Records shown

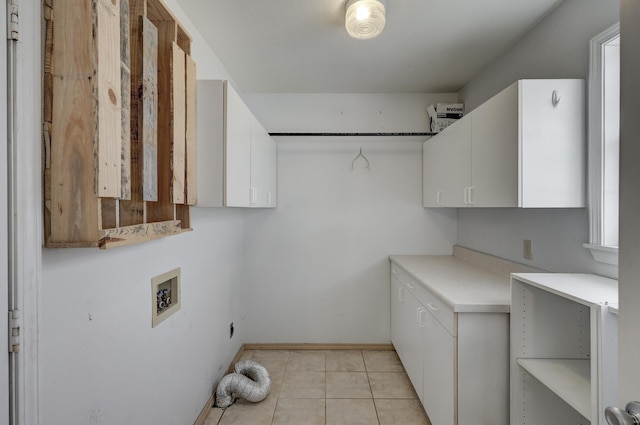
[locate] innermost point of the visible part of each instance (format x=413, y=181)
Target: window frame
x=600, y=251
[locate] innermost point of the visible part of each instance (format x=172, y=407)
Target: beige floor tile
x=272, y=360
x=246, y=413
x=214, y=416
x=348, y=385
x=391, y=385
x=401, y=411
x=276, y=383
x=382, y=361
x=351, y=412
x=290, y=411
x=303, y=385
x=345, y=361
x=309, y=361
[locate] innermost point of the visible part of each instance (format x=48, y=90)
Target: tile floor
x=341, y=387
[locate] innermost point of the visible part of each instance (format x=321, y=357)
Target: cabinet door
x=263, y=166
x=237, y=151
x=438, y=378
x=398, y=336
x=447, y=166
x=406, y=333
x=552, y=140
x=494, y=152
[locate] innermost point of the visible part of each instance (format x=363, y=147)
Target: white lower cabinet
x=408, y=333
x=438, y=375
x=458, y=362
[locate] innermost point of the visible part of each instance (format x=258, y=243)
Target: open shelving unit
x=563, y=348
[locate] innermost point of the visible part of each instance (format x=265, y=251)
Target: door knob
x=617, y=416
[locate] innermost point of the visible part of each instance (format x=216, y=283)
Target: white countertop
x=582, y=288
x=465, y=287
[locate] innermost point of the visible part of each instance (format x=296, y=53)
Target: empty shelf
x=570, y=379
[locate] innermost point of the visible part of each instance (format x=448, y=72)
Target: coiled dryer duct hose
x=250, y=381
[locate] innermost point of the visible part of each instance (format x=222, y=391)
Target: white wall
x=318, y=264
x=557, y=48
x=100, y=361
x=629, y=204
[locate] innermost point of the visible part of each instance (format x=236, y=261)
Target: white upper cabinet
x=447, y=166
x=526, y=149
x=236, y=155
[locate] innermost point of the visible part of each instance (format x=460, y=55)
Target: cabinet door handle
x=420, y=316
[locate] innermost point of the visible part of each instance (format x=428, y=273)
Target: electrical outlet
x=527, y=254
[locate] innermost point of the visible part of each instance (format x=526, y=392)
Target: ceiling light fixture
x=364, y=19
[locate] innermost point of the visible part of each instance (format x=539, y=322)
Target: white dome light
x=365, y=19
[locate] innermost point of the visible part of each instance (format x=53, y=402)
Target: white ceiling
x=301, y=46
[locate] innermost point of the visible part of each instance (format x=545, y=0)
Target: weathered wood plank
x=132, y=210
x=73, y=207
x=183, y=213
x=184, y=40
x=109, y=213
x=191, y=188
x=163, y=209
x=106, y=49
x=125, y=96
x=148, y=109
x=178, y=138
x=157, y=11
x=110, y=238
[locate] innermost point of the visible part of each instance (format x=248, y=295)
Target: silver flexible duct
x=250, y=381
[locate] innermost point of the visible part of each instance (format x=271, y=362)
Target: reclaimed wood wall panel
x=107, y=83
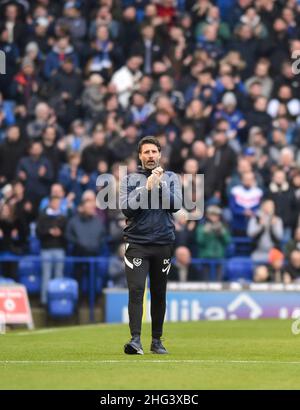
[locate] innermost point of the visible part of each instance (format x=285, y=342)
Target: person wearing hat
x=25, y=85
x=212, y=239
x=273, y=271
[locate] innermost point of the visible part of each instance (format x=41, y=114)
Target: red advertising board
x=14, y=305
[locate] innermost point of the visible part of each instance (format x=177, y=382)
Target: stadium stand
x=214, y=80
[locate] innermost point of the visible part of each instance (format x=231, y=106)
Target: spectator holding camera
x=266, y=229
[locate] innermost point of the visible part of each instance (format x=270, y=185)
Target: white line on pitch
x=46, y=362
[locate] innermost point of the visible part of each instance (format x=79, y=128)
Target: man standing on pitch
x=148, y=198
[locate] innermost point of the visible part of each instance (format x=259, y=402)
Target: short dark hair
x=149, y=140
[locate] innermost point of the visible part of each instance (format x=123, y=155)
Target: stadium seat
x=239, y=268
x=34, y=246
x=62, y=297
x=6, y=281
x=29, y=274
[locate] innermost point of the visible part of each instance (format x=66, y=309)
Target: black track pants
x=139, y=261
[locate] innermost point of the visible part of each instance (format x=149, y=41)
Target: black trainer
x=157, y=347
x=134, y=346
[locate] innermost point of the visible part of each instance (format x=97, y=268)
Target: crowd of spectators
x=214, y=81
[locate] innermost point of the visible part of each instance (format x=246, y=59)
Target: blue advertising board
x=197, y=305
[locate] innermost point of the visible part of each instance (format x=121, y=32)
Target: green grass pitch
x=203, y=355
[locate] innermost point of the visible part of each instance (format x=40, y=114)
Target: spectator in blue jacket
x=36, y=172
x=244, y=202
x=73, y=178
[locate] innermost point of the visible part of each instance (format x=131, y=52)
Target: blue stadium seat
x=34, y=245
x=29, y=273
x=62, y=297
x=6, y=281
x=239, y=268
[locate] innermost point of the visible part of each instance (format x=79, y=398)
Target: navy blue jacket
x=153, y=225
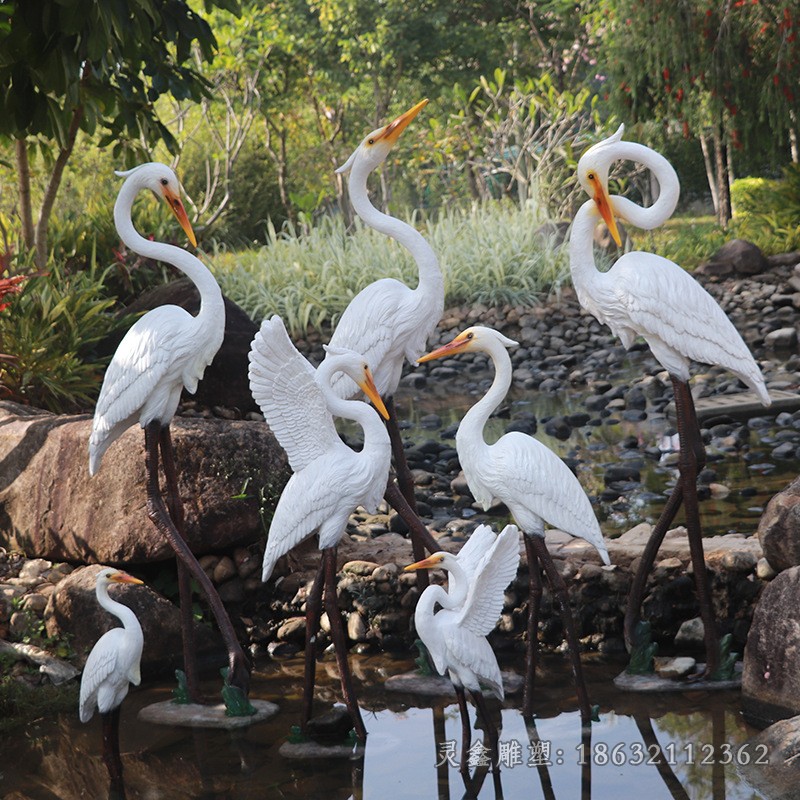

What is needed
Above are the records; copy exactly the lines from the line with "(format x=270, y=185)" through the line with "(format x=123, y=155)", both included.

Worked solution
[locate] innermost point of the visible part of each instance (format x=270, y=185)
Target: white line on pitch
x=46, y=362
[locate] innermost point of the visible part of each instance (format x=79, y=128)
Target: man standing on pitch
x=148, y=198
[locate] innermost point of the visible part of each instance (format x=259, y=402)
Target: short dark hair
x=149, y=140
[locate] innermost point of the visible part of each instance (format x=123, y=155)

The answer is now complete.